---------- Extrait du texte ----------

Table 1. Populations compared in this study. N: sample size
Les différentes analyses décrites ci-après se font à partir des distributions de fréquences alléliques dans chacune des populations. Le niveau de résolution du polymorphisme nous permet de discriminer les différentes spécificités génériques répertoriées pour le gène HLA-C (14 au total: Cw*01 à Cw*08, Cw*12, et Cw*14 à Cw*18). A noter que, pour un nombre restreint de populations, nous disposons d’un typage plus précis permettant de travailler au niveau allélique. Néanmoins, les résultats étant concordants pour ces deux niveaux de résolution, nous allons uniquement nous baser sur la résolution générique qui donne une meilleure représentativité géographique au niveau du nombre de populations comparées.
Nous ferons
parfois mention de la résolution allélique lorsqu’elle apporte une information
supplémentaire utile à l’interprétation des résultats.
La diversité génétique du gène HLA-C est étudiée à différents niveaux: entre populations, par l’indice de fixation FST, entre populations au sein des groupes géographiques, par l’indice FSC, et entre les groupes géographiques, par l’indice FCT. Ces divers indices sont testés par une procédure non-paramétrique de permutation de gènes entre populations, pour le FSC et le FST, ou permutation de populations entre groupes, pour le FCT, comme décrit dans le logiciel Arlequin (Schneider et al., 2000). La structure linguistique est testée selon le même schéma. Des distances génétiques de Reynolds (Reynolds et al., 1983), directement liées aux FSTs, sont calculées et utilisées pour représenter graphiquement, sur deux dimensions, les relations entre populations par la méthode d’analyse d’échelonnement multidimensionnel (ou MDS) (Kruskal, 1964). Des distances géographiques sont également calculées entre chaque paire de populations en se basant sur la longueur de l’arc à une sphère, et transformées en logarithmes naturels (Ray, 2003), afin de tester la corrélation entre génétique et géographie. Finalement, des frontières génétiques potentielles entre groupes de populations sont recherchées à l’aide de la méthode SAMOVA (Dupanloup et al., 2002).

---------- Données fournies ----------

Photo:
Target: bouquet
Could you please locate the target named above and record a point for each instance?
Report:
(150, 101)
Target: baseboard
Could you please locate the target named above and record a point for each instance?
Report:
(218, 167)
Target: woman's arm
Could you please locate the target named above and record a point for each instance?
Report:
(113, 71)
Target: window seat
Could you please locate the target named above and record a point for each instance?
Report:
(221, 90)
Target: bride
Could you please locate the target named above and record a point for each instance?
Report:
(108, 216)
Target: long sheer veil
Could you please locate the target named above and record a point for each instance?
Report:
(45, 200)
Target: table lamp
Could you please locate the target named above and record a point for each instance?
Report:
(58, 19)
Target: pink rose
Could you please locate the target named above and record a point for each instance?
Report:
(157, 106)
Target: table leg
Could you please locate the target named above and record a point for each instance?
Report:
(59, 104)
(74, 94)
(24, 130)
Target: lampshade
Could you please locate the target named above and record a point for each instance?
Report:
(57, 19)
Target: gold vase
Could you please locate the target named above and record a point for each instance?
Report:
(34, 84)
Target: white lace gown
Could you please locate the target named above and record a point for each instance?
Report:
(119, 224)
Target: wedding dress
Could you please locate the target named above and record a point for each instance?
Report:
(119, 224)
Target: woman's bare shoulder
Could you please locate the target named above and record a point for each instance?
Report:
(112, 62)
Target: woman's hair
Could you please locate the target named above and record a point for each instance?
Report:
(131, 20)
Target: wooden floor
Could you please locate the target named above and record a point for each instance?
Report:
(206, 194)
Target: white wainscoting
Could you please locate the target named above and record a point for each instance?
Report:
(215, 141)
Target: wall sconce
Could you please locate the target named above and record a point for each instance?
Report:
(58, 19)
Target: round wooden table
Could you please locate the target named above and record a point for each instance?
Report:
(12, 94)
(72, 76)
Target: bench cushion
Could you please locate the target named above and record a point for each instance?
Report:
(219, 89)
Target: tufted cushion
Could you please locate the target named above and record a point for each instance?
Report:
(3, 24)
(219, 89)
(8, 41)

----------

Résumez en deux phrases l'extrait consacré à l'analyse de la diversité génétique du gène HLA-C. Les entrées n'interviennent pas dans cet exercice.

- [Résultat de l'exercice] Les analyses reposent sur les fréquences alléliques de chaque population, à la résolution générique des 14 spécificités du gène HLA-C, la résolution allélique n'étant citée que lorsqu'elle apporte une information utile. La diversité est mesurée entre populations, au sein des groupes et entre groupes géographiques par les indices FST, FSC et FCT, testés par permutation dans Arlequin, puis complétée par des distances de Reynolds représentées par MDS, une corrélation avec les distances géographiques et une recherche de frontières génétiques par SAMOVA.